▸ Stated goal: Write out the records word for word, from their first line up to and including the line that contains "50], [62, 47]]".

▸ Dataset entries:
┏━━
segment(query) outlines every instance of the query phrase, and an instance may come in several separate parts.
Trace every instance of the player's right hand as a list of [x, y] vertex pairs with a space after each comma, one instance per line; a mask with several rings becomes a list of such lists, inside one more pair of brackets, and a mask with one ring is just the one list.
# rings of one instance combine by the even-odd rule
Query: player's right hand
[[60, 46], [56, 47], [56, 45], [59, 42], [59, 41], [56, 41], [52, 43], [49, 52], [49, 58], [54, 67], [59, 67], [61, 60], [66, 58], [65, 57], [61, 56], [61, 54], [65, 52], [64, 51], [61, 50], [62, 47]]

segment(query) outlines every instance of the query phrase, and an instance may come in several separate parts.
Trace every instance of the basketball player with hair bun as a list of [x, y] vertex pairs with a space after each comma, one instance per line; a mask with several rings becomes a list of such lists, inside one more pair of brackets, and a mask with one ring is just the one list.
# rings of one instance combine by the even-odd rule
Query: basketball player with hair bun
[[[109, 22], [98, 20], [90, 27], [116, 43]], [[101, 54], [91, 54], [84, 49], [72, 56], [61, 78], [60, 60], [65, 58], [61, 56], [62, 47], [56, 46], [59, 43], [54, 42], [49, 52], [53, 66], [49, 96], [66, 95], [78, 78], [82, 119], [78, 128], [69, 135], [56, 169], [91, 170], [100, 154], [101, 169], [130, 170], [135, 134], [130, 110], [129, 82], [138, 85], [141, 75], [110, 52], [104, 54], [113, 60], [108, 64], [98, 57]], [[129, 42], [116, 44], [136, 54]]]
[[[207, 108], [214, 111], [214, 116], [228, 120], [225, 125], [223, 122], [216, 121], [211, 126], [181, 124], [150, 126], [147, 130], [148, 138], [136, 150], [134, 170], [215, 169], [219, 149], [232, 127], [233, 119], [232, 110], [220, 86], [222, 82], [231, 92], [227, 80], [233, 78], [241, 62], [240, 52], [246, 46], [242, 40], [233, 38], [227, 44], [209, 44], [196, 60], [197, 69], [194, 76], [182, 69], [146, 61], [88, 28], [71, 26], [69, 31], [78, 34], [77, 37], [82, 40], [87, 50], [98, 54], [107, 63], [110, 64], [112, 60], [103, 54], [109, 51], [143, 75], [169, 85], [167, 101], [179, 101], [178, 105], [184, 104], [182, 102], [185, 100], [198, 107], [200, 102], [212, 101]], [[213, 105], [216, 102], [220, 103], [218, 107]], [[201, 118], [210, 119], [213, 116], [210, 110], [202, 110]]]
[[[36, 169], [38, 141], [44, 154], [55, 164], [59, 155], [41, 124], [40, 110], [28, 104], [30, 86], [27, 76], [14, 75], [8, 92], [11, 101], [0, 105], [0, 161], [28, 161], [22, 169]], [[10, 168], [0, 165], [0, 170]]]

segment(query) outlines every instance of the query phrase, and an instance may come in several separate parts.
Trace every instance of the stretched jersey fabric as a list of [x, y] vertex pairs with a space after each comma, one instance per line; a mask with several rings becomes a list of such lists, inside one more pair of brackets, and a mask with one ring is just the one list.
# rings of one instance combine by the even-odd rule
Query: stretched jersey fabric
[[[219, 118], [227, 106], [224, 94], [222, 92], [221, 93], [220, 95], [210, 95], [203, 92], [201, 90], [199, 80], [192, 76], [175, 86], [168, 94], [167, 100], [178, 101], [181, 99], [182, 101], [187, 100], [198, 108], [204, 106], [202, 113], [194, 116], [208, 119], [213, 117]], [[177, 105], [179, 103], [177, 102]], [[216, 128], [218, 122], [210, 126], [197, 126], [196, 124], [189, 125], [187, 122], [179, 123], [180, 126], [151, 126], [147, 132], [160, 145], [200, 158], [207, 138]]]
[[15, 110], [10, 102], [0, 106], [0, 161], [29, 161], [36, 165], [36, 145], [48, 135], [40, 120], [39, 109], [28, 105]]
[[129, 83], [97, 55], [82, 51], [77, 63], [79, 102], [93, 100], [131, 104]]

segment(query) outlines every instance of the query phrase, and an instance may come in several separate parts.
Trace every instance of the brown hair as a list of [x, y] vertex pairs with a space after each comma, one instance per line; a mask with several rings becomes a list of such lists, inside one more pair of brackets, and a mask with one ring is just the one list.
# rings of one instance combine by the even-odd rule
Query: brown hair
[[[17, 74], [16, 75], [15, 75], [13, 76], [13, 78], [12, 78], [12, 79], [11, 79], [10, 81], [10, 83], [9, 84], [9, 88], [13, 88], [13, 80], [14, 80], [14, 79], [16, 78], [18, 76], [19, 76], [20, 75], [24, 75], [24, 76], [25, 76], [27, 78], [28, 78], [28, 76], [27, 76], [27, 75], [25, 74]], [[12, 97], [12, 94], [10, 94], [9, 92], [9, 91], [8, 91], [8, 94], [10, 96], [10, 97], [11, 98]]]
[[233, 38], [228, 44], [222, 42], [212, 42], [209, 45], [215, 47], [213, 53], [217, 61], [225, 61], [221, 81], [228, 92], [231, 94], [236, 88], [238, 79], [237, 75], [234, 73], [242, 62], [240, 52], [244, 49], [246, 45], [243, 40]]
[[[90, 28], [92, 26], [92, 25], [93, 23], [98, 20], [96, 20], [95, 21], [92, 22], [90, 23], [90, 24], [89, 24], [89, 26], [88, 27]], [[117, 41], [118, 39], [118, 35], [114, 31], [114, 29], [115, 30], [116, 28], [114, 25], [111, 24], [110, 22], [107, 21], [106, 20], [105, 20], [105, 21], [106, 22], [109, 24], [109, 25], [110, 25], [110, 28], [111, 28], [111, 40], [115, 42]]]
┗━━
▸ Solution:
segment(query) outlines every instance of the query phrase, and an instance may come in several separate parts.
Trace every instance of the player's right hand as a list of [x, y] vertex pairs with a space after each comma, one instance per line; a mask with several rings becomes a list of such lists, inside one more pair of brackets, and a mask with one ring is just the one list.
# rings of one instance combine by the even-odd rule
Query: player's right hand
[[60, 46], [56, 47], [56, 45], [59, 42], [59, 41], [56, 41], [52, 43], [49, 52], [49, 58], [54, 67], [59, 67], [61, 60], [66, 58], [65, 57], [61, 56], [61, 54], [65, 52], [64, 51], [61, 50], [62, 47]]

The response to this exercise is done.